↓
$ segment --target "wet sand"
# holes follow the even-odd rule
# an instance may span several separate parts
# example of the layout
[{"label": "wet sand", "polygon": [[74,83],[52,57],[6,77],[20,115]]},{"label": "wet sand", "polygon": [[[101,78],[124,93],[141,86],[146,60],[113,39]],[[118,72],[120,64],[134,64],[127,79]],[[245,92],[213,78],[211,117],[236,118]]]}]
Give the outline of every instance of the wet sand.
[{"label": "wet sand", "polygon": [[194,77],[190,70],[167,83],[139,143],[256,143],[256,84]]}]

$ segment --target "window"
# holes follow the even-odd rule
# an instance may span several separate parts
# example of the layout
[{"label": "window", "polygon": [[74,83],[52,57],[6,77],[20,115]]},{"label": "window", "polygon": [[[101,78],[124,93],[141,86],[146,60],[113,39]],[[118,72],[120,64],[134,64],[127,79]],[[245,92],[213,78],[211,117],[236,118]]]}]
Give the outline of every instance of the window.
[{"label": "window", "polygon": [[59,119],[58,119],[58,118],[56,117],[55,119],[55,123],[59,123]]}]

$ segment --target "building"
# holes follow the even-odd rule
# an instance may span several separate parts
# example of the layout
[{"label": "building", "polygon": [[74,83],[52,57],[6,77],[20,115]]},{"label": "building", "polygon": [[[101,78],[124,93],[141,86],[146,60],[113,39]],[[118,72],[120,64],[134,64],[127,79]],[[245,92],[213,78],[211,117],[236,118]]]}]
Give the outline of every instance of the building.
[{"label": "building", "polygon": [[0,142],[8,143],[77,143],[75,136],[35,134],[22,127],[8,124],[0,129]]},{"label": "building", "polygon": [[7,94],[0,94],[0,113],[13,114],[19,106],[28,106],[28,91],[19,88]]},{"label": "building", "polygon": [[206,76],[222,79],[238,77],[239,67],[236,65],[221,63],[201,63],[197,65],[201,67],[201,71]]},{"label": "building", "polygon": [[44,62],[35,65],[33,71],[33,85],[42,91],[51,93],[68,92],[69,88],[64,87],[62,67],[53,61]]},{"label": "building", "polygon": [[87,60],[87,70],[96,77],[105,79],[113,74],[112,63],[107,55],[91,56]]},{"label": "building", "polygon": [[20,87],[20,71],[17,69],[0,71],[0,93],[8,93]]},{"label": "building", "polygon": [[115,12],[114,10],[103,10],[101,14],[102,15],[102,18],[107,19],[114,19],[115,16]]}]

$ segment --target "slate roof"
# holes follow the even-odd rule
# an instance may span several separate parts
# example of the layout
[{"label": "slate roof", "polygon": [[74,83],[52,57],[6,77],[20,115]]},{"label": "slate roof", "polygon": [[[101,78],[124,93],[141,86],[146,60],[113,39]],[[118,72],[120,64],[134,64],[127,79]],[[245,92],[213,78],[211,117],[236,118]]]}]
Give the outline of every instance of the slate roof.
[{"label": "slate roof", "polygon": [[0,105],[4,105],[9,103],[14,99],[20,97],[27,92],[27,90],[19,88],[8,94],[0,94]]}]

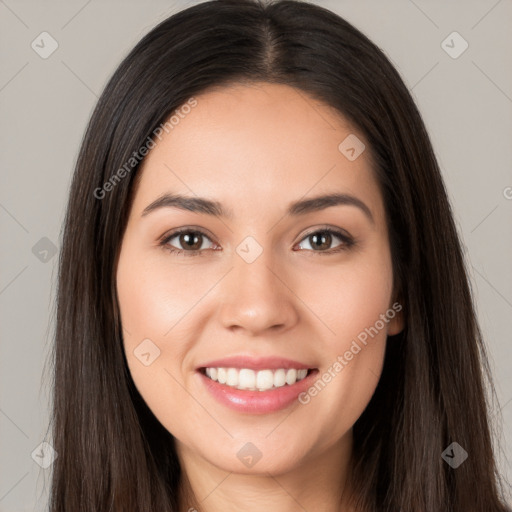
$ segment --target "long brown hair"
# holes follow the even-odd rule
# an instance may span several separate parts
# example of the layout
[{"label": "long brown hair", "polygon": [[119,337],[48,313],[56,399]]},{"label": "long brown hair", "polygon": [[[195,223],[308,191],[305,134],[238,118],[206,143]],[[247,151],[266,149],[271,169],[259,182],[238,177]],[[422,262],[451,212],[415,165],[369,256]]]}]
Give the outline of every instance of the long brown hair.
[{"label": "long brown hair", "polygon": [[[139,165],[118,170],[191,97],[243,81],[288,84],[334,107],[374,158],[406,327],[388,343],[354,425],[358,509],[505,511],[491,373],[439,166],[408,89],[374,43],[327,9],[214,0],[135,46],[82,141],[59,260],[51,512],[178,511],[185,475],[174,438],[137,392],[123,351],[115,268]],[[453,442],[469,454],[456,469],[441,457]]]}]

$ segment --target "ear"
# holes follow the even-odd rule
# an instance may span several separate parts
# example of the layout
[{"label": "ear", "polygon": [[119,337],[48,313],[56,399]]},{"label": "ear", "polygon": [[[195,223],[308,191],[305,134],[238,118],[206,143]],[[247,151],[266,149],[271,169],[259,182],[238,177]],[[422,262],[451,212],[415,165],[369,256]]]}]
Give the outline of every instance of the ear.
↑
§ GIVEN INSTRUCTION
Restate each entry word for word, please, but drop any images it holds.

§ COMPLETED TASK
$ segment --target "wet sand"
# holes follow the even-odd rule
# an instance may span several separate parts
# example of the layout
[{"label": "wet sand", "polygon": [[74,83],[52,57],[6,77],[20,115]]},{"label": "wet sand", "polygon": [[[101,78],[124,93],[141,86],[146,60],[113,39]],[[118,72],[120,64],[134,64],[127,79]],[[245,92],[213,78],[211,117],[236,118]]]}]
Give the outline of every instance of the wet sand.
[{"label": "wet sand", "polygon": [[194,77],[190,70],[167,83],[139,143],[256,143],[256,84]]}]

$ segment --target "window"
# holes follow the even-odd rule
# an instance may span several separate parts
# example of the layout
[{"label": "window", "polygon": [[74,83],[52,57],[6,77],[20,115]]},{"label": "window", "polygon": [[[101,78],[124,93],[141,86],[146,60],[113,39]],[[118,72],[120,64],[134,64],[127,79]],[[245,92],[213,78],[211,117],[236,118]]]}]
Give the outline of every instance of the window.
[{"label": "window", "polygon": [[59,119],[58,119],[58,118],[56,117],[55,119],[55,123],[59,123]]}]

$ segment --target "building"
# holes follow the even-odd rule
# an instance may span several separate parts
# example of the layout
[{"label": "building", "polygon": [[74,83],[52,57],[6,77],[20,115]]},{"label": "building", "polygon": [[[101,78],[124,93],[141,86],[146,60],[113,39]],[[118,72],[120,64],[134,64],[127,79]],[[245,92],[213,78],[211,117],[236,118]]]}]
Give the outline of every instance of the building.
[{"label": "building", "polygon": [[0,142],[8,143],[77,143],[75,136],[35,134],[22,127],[8,124],[0,129]]},{"label": "building", "polygon": [[7,94],[0,94],[0,113],[13,114],[19,106],[28,106],[28,91],[19,88]]},{"label": "building", "polygon": [[206,76],[222,79],[238,77],[239,67],[236,65],[221,63],[201,63],[197,65],[201,67],[201,71]]},{"label": "building", "polygon": [[44,62],[35,65],[33,71],[33,85],[42,91],[51,93],[68,92],[69,88],[64,87],[62,67],[53,61]]},{"label": "building", "polygon": [[87,60],[87,70],[96,77],[105,79],[113,74],[112,63],[107,55],[91,56]]},{"label": "building", "polygon": [[20,87],[20,71],[17,69],[0,71],[0,93],[8,93]]},{"label": "building", "polygon": [[115,12],[114,10],[103,10],[101,14],[102,15],[102,18],[107,19],[114,19],[115,16]]}]

$ segment --target "slate roof"
# holes follow the even-odd rule
# an instance may span several separate parts
# example of the layout
[{"label": "slate roof", "polygon": [[74,83],[52,57],[6,77],[20,115]]},{"label": "slate roof", "polygon": [[[101,78],[124,93],[141,86],[146,60],[113,39]],[[118,72],[120,64],[134,64],[127,79]],[[245,92],[213,78],[211,117],[236,118]]]}]
Give the outline of every instance of the slate roof.
[{"label": "slate roof", "polygon": [[0,105],[4,105],[9,103],[14,99],[20,97],[27,92],[27,90],[19,88],[8,94],[0,94]]}]

$ segment --target "long brown hair"
# holes follow the even-odd rule
# an instance may span several separate parts
# example of the layout
[{"label": "long brown hair", "polygon": [[119,337],[48,313],[56,399]]},{"label": "long brown hair", "polygon": [[[195,223],[308,191],[305,134],[238,118],[206,143]],[[247,151],[266,149],[271,169],[259,182],[238,177]],[[422,262],[451,212],[415,165],[369,256]]]}]
Give the outline of every instance of the long brown hair.
[{"label": "long brown hair", "polygon": [[[139,165],[118,170],[191,97],[243,81],[288,84],[334,107],[374,158],[406,327],[388,343],[354,425],[358,509],[505,511],[491,373],[439,166],[408,89],[374,43],[327,9],[214,0],[135,46],[82,141],[59,260],[51,512],[178,511],[185,475],[174,438],[137,392],[123,351],[115,268]],[[453,442],[469,454],[456,469],[441,457]]]}]

$ segment --target "ear"
# holes follow the even-odd rule
# an instance may span several separate parts
# example of the layout
[{"label": "ear", "polygon": [[119,337],[48,313],[56,399]]},{"label": "ear", "polygon": [[[195,223],[308,191],[305,134],[238,118],[206,143]],[[247,151],[266,149],[271,169],[259,182],[238,177]],[[422,262],[451,212],[415,165],[369,256]]]}]
Give the outline of every instance of the ear.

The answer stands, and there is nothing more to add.